Passage shown:

------------------------------------------------

§ 10. Mr. Simmons
asked the Minister of Pensions and National Insurance whether he has considered the opinion expressed in the Report of the Rock Carling Committee that some limbless and other seriously wonded men of the 1914–18 War find their disabilities more burdensome in advancing years, and have now reached a stage deserving of reconsideration; and what action he proposes to take in this matter.
§ Mr. Simmons
Can the Minister say whether any definite announcement will be made about the 1914–18 limbless who may have the right to apply as a result of the findings of the Rock Carling Committee that their disabilities are more burdensome in advancing years? Will the Minister, apart from being guided by medical opinion, use his common sense and realise that if a man has been swinging a bit of wood at the end of his leg for 35 or 40 years and wearing a harness he is at a disadvantage compared with ordinary pensioners?
§ 11. Mr. Simmons
asked the Minister of Pensions and National Insurance the number of disability pensions in payment for amputations arising from service in the 1914–18 War at the 50, 60, 70, 80, 90, and 100 per cent. rates; and how many of the pensions are at a rate higher than is laid down in the tables of assessment for specific injuries, based on length of amputated stump.

------------------------------------------------

Task list:
[1] Answer these questions from the passage on war pensions:
(a) Which committee's report does Mr. Simmons refer to?
(b) For how many years does Mr. Simmons say a man may have been swinging a bit of wood at the end of his leg?
(c) At which percentage rates does Mr. Simmons ask for the number of amputation pensions in payment?
[2] Carry on the passage on war pensions from its final sentence.

Stored entries:
------------------------------------------------

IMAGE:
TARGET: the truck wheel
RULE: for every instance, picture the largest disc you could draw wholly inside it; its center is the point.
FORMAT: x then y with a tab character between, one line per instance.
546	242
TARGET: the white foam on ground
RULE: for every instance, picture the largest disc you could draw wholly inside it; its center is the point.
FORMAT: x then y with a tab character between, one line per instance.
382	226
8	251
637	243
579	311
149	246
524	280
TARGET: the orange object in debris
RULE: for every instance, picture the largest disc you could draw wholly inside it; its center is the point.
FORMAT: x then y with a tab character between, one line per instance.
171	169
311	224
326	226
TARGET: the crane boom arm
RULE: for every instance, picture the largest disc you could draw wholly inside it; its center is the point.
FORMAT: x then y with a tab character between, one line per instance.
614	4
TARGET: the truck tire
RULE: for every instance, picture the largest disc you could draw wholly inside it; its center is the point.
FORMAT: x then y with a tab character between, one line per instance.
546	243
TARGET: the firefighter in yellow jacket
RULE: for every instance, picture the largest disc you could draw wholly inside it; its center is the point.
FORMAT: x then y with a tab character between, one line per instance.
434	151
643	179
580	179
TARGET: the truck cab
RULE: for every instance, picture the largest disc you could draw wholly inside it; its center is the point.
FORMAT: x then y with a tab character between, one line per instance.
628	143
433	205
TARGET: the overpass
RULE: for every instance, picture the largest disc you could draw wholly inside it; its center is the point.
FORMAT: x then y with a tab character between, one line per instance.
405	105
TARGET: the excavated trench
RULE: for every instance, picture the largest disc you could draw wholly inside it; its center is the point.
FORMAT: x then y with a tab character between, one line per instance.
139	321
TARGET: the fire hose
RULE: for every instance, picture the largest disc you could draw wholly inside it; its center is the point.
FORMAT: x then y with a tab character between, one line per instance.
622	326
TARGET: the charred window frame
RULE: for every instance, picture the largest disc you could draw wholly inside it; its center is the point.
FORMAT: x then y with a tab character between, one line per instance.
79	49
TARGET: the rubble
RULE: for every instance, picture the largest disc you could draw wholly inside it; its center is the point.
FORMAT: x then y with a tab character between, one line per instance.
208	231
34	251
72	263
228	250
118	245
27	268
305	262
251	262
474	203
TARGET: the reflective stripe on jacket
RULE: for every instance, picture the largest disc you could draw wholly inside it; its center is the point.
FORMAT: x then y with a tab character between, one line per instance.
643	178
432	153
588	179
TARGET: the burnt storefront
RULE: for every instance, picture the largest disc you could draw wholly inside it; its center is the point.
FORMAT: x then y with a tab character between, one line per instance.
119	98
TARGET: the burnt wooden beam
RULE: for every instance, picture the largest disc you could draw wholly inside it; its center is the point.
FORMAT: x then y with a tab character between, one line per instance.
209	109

------------------------------------------------

Answers to this exercise:
[1]
(a) The Rock Carling Committee.
(b) 35 or 40 years.
(c) At the 50, 60, 70, 80, 90, and 100 per cent. rates.

[2]
§ Mr. Simmons
Is the Minister not aware that the British Limbless Ex-Servicemen's Association has always been told that these men are not bound by the highest rate of assessment laid down by the last committee on disabilities? Cannot the Minister bring some evidence to prove that some limbless ex-Service men are getting higher pensions than the rate laid down for the length of stump?
§ 12. Mr. Simmons
asked the Minister of Pensions and National Insurance the number of limbless and other wounded men of the 1914–18 War who have had their pension assessments increased since the merger on the grounds that their disabilities have worsened.
§ Mr. Simmons
Is the Minister aware that not having received an answer to my last Question makes comparison difficult? The right hon. Gentleman gave a figure of 356, but he does not say how many pensioners in this class are involved.
§ Mr. Peake
I shall be pleased to inform the hon. Gentleman. There are 23,000 limbless and 356 increases of assessment have been given. There are 144,000 other 927 wounded from the First World War and 1,000 have been given increases. The hon. Gentleman will observe, therefore, that the proportion of limbless men who have received increased assessments is higher than the average.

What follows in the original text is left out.